== Passage
One of the best ways to avoid work is to not own any tools. If you do own tools, throw them away. If someone gives you tools for Christmas, return them. Also, if you do get conned into doing work, make sure it’s done half-assed. Recently, the nozzle in my shower got plugged with iron sediment. After a few weeks of my wife pointing this out, I sprang into action. I expertly removed the nozzle with one of those adjustable wrenches you can make bigger or smaller. Then I covered the pipe opening with duct tape and punched holes in it with a fork. My wife says living with me is a challenge.
Recently I discovered a Holy new way to avoid manual labor. I call it my “rotating religion.” Here’s how it works. On Friday, I’m Orthodox Jew. I can’t do chores, but can light candles. On Saturday, I switch to Seventh Day Adventist. Again, no chores. On Sunday, I become strict Dutch Reformed, where I can’t even drink, unless I do it in private. Throw in other sacred days such as Easter, Ramadan, Christmas, Hanukkah, and Cinco de Mayo, and you can see why I’m just way too busy to fix that eaves trough that’s falling off the house.
There’s another way of getting out of work. Write. Writing isn’t really work. It can take your mind anywhere you want. When you write, you don’t worry about work, health, or your 401k. It’s like golf, but cheaper. Anyway, I’ve gotten out of enough work for today. Time to quit and turn on the tube. Daisy Duke beckons.
====
== Records provided
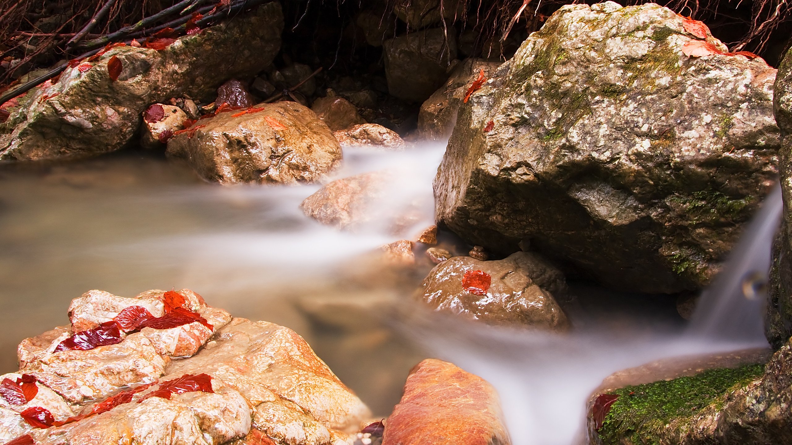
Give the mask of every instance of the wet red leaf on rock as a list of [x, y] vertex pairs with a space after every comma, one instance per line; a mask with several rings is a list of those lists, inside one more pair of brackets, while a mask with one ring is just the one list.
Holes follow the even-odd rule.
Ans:
[[611, 405], [619, 398], [619, 394], [600, 394], [594, 401], [594, 406], [592, 407], [592, 415], [594, 417], [594, 424], [596, 429], [602, 428], [605, 422], [605, 416], [611, 411]]
[[118, 80], [118, 76], [121, 75], [122, 70], [124, 70], [124, 64], [121, 63], [121, 59], [117, 55], [113, 55], [107, 61], [107, 74], [110, 76], [110, 80], [113, 82]]
[[156, 124], [165, 118], [165, 108], [159, 104], [154, 104], [143, 112], [143, 119], [149, 124]]
[[159, 384], [159, 388], [157, 390], [146, 394], [146, 397], [141, 398], [138, 402], [153, 397], [169, 400], [173, 394], [183, 394], [195, 391], [214, 393], [215, 390], [211, 389], [211, 376], [208, 374], [187, 374], [178, 378], [164, 382]]
[[478, 78], [473, 81], [473, 83], [470, 84], [470, 87], [467, 89], [467, 93], [465, 93], [465, 100], [463, 101], [466, 104], [467, 101], [470, 100], [470, 96], [472, 96], [476, 91], [481, 89], [482, 86], [483, 86], [485, 82], [487, 82], [487, 78], [484, 77], [484, 68], [482, 68], [482, 70], [478, 73]]
[[20, 435], [10, 442], [6, 442], [6, 445], [36, 445], [33, 438], [29, 434]]
[[95, 328], [75, 333], [70, 338], [61, 341], [54, 352], [88, 351], [98, 346], [117, 344], [121, 340], [118, 325], [115, 321], [107, 321]]
[[480, 270], [469, 270], [462, 277], [462, 287], [471, 294], [485, 295], [492, 284], [489, 274]]
[[368, 424], [366, 428], [360, 430], [360, 432], [366, 434], [371, 434], [372, 437], [382, 437], [383, 433], [385, 432], [385, 425], [383, 424], [383, 421], [374, 422], [373, 424]]
[[55, 416], [48, 409], [31, 406], [19, 413], [29, 425], [37, 428], [48, 428], [55, 424]]
[[710, 29], [704, 25], [704, 22], [698, 20], [685, 19], [682, 22], [682, 26], [685, 29], [685, 31], [693, 34], [699, 39], [706, 39], [706, 33], [710, 30]]
[[185, 299], [184, 295], [176, 291], [168, 291], [162, 295], [162, 303], [165, 306], [166, 314], [168, 314], [177, 307], [185, 306], [185, 302], [187, 302], [187, 300]]

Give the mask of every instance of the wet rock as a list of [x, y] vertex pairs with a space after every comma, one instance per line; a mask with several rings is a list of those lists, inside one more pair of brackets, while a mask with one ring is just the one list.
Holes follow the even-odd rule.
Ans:
[[[466, 289], [466, 272], [483, 271], [491, 284], [484, 292]], [[564, 330], [569, 322], [553, 294], [565, 290], [563, 276], [535, 253], [518, 252], [504, 260], [455, 257], [432, 269], [420, 299], [437, 311], [491, 325], [513, 324]]]
[[456, 37], [443, 29], [409, 32], [385, 41], [385, 74], [391, 96], [423, 102], [448, 78], [456, 59]]
[[433, 141], [446, 141], [454, 131], [456, 115], [465, 99], [467, 89], [484, 75], [490, 78], [499, 63], [470, 59], [459, 64], [445, 84], [421, 105], [418, 113], [418, 132], [421, 138]]
[[464, 14], [464, 2], [399, 0], [394, 6], [394, 12], [409, 27], [421, 29], [440, 23], [443, 19], [448, 21], [449, 25], [454, 23]]
[[489, 259], [489, 255], [484, 251], [484, 248], [481, 245], [474, 245], [473, 249], [467, 253], [469, 256], [473, 258], [478, 260], [479, 261], [486, 261]]
[[511, 439], [489, 383], [428, 359], [407, 377], [404, 396], [385, 422], [383, 445], [445, 443], [509, 445]]
[[297, 91], [306, 97], [310, 97], [316, 92], [316, 79], [310, 76], [314, 74], [314, 70], [311, 70], [310, 67], [303, 63], [293, 63], [280, 70], [280, 74], [291, 86], [296, 86], [305, 81]]
[[333, 131], [366, 123], [357, 113], [355, 105], [338, 96], [319, 97], [314, 101], [310, 109]]
[[[37, 160], [107, 153], [135, 135], [150, 104], [188, 93], [210, 93], [224, 80], [243, 78], [269, 64], [280, 47], [283, 13], [278, 2], [181, 37], [162, 51], [116, 48], [83, 73], [67, 68], [17, 98], [20, 106], [0, 124], [0, 159]], [[240, 46], [239, 42], [246, 44]], [[230, 63], [228, 55], [236, 55]], [[107, 62], [117, 56], [116, 81]]]
[[607, 392], [619, 397], [591, 436], [595, 443], [792, 443], [792, 343], [763, 367], [712, 369]]
[[221, 112], [168, 141], [204, 179], [222, 184], [310, 183], [341, 162], [338, 141], [314, 112], [295, 102], [257, 105], [256, 112]]
[[249, 108], [255, 102], [248, 93], [246, 85], [237, 79], [230, 79], [217, 89], [217, 100], [215, 103]]
[[775, 175], [775, 70], [683, 55], [700, 41], [684, 20], [562, 7], [462, 108], [437, 220], [501, 254], [528, 239], [615, 288], [708, 283]]
[[451, 257], [451, 252], [440, 247], [430, 247], [427, 249], [426, 255], [436, 264], [439, 264], [443, 261], [447, 261]]
[[346, 130], [333, 131], [341, 148], [349, 146], [378, 147], [383, 150], [404, 150], [407, 144], [396, 131], [377, 125], [363, 124]]
[[780, 348], [792, 336], [792, 51], [779, 66], [775, 93], [775, 120], [781, 128], [781, 188], [784, 219], [774, 247], [770, 302], [765, 318], [765, 333], [771, 344]]

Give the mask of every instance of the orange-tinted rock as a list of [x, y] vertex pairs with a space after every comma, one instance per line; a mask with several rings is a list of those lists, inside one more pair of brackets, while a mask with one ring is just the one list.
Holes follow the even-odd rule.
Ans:
[[497, 393], [485, 380], [428, 359], [385, 423], [383, 445], [509, 445]]
[[338, 96], [319, 97], [314, 101], [310, 109], [333, 131], [366, 123], [357, 113], [355, 105]]

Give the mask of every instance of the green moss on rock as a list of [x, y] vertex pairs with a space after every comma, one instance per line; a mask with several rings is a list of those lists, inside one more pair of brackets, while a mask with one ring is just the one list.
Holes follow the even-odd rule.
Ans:
[[762, 375], [764, 365], [713, 369], [692, 377], [626, 386], [599, 430], [604, 445], [660, 444], [672, 422], [687, 424], [705, 408], [722, 405], [725, 397]]

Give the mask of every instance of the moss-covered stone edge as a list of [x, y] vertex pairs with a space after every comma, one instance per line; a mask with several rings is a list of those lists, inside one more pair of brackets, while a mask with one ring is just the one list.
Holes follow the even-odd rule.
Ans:
[[683, 425], [707, 407], [720, 409], [729, 394], [763, 371], [763, 364], [711, 369], [691, 377], [616, 390], [609, 394], [619, 397], [597, 432], [604, 445], [660, 445], [664, 443], [663, 432], [672, 421]]

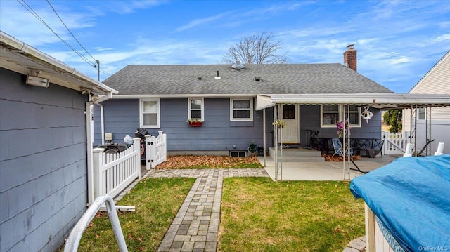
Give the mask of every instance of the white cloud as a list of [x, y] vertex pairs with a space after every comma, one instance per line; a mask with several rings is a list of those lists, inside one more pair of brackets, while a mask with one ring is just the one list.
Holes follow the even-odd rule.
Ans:
[[204, 18], [198, 18], [194, 20], [189, 22], [188, 24], [182, 25], [175, 29], [176, 32], [182, 32], [191, 28], [193, 28], [200, 25], [205, 25], [206, 24], [210, 23], [213, 21], [221, 19], [226, 16], [227, 16], [229, 13], [220, 13], [216, 15], [213, 15], [211, 17]]
[[443, 34], [438, 36], [436, 39], [433, 39], [435, 42], [442, 42], [446, 40], [450, 40], [450, 34]]

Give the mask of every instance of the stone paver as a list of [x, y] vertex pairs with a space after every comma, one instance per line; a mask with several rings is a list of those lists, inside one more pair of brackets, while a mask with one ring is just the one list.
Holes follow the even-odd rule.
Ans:
[[342, 252], [364, 252], [366, 251], [366, 237], [356, 238], [349, 244], [349, 246], [344, 248]]
[[215, 252], [224, 178], [267, 177], [263, 168], [154, 170], [145, 178], [197, 178], [158, 251]]

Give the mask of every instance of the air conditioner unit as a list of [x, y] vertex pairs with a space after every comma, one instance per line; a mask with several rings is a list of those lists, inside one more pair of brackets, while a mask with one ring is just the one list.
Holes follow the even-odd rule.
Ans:
[[49, 79], [30, 75], [27, 75], [27, 81], [25, 83], [28, 85], [37, 86], [41, 88], [48, 88], [50, 84]]

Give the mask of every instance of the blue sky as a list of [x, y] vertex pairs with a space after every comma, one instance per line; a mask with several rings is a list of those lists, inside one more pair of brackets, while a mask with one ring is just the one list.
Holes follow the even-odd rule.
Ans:
[[[217, 64], [240, 38], [273, 33], [289, 63], [342, 63], [407, 93], [450, 50], [450, 2], [439, 1], [56, 1], [101, 80], [127, 65]], [[46, 1], [25, 0], [90, 61]], [[0, 29], [97, 79], [97, 71], [22, 5], [0, 0]]]

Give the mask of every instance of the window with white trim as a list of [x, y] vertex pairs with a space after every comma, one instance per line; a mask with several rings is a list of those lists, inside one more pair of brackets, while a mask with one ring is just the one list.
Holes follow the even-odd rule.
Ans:
[[[321, 105], [321, 127], [335, 128], [336, 124], [345, 119], [350, 122], [352, 127], [361, 127], [361, 107], [353, 105], [349, 107], [349, 117], [347, 105]], [[342, 111], [345, 114], [344, 118], [341, 118]]]
[[139, 103], [141, 128], [160, 128], [160, 99], [141, 99]]
[[417, 110], [417, 119], [425, 120], [427, 118], [427, 110], [425, 107], [419, 107]]
[[205, 121], [203, 117], [203, 98], [188, 99], [188, 119], [198, 118]]
[[231, 121], [252, 121], [253, 99], [251, 98], [230, 98]]

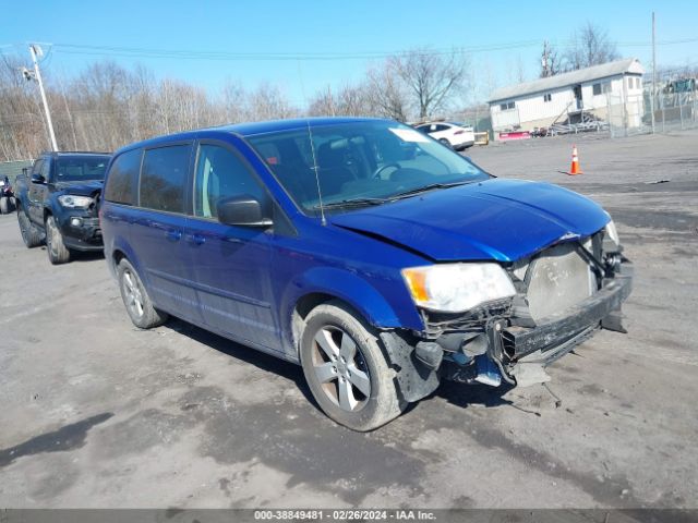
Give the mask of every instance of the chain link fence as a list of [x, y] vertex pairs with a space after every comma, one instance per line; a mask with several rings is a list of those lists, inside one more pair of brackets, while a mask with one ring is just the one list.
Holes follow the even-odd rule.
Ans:
[[698, 92], [609, 94], [607, 114], [611, 137], [698, 129]]

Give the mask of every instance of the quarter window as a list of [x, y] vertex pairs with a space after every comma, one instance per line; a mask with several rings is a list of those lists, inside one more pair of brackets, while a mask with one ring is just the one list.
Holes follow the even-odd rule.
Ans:
[[264, 188], [230, 149], [203, 144], [198, 148], [194, 182], [194, 216], [216, 218], [218, 202], [233, 196], [253, 196], [263, 202]]
[[148, 149], [141, 173], [141, 207], [169, 212], [184, 211], [184, 187], [191, 145]]
[[116, 204], [133, 205], [134, 187], [141, 170], [141, 149], [119, 155], [109, 169], [105, 199]]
====
Exercise requirements
(1) Summarize the passage on avoiding work in two sentences.
(2) In the rows, rewrite the lines from the one containing "Give the mask of every instance of the wet rock" through the one containing "101], [310, 109]]", inclusive, as a JSON list of strings with one string per line and blank lines omitted.
The passage and the rows are unrelated material.

Expected responses
(1) The narrator jokingly advises dodging work by owning no tools and doing any unavoidable job poorly, as with a plugged shower nozzle replaced by duct tape punched with a fork, and describes a "rotating religion" that makes Friday, Saturday, Sunday and various holidays days without chores. Writing is offered as another escape because it isn't really work, and the narrator then quits for the day to turn on the TV.

(2)
[
  "Give the mask of every instance of the wet rock as a list of [x, y] vertex pairs with a space after every comma, one instance per line; a mask with several rings is a list of those lists, inside one more pair of brackets, while a mask with one ring is just the one list.",
  "Holes follow the even-odd rule.",
  "Ans:",
  "[[[466, 289], [466, 272], [483, 271], [491, 284], [484, 292]], [[564, 330], [569, 322], [553, 294], [565, 290], [563, 276], [535, 253], [518, 252], [504, 260], [455, 257], [432, 269], [420, 299], [437, 311], [491, 325], [513, 324]]]",
  "[[456, 37], [443, 29], [409, 32], [385, 41], [385, 74], [391, 96], [423, 102], [448, 78], [456, 59]]",
  "[[433, 141], [446, 141], [454, 131], [456, 115], [465, 99], [467, 89], [484, 75], [490, 78], [499, 63], [470, 59], [459, 64], [445, 84], [421, 105], [418, 113], [418, 132], [421, 138]]",
  "[[464, 14], [464, 2], [399, 0], [394, 6], [394, 12], [409, 27], [421, 29], [440, 23], [443, 19], [448, 21], [449, 25], [454, 23]]",
  "[[489, 259], [489, 255], [484, 251], [484, 248], [481, 245], [474, 245], [473, 249], [467, 253], [469, 256], [473, 258], [478, 260], [479, 261], [486, 261]]",
  "[[511, 439], [489, 383], [428, 359], [407, 377], [404, 396], [385, 422], [383, 445], [445, 443], [509, 445]]",
  "[[297, 91], [306, 97], [310, 97], [316, 92], [316, 79], [310, 76], [314, 74], [314, 70], [311, 70], [310, 67], [303, 63], [293, 63], [280, 70], [280, 74], [291, 86], [296, 86], [305, 81]]",
  "[[333, 131], [366, 123], [357, 113], [355, 105], [338, 96], [319, 97], [314, 101], [310, 109]]"
]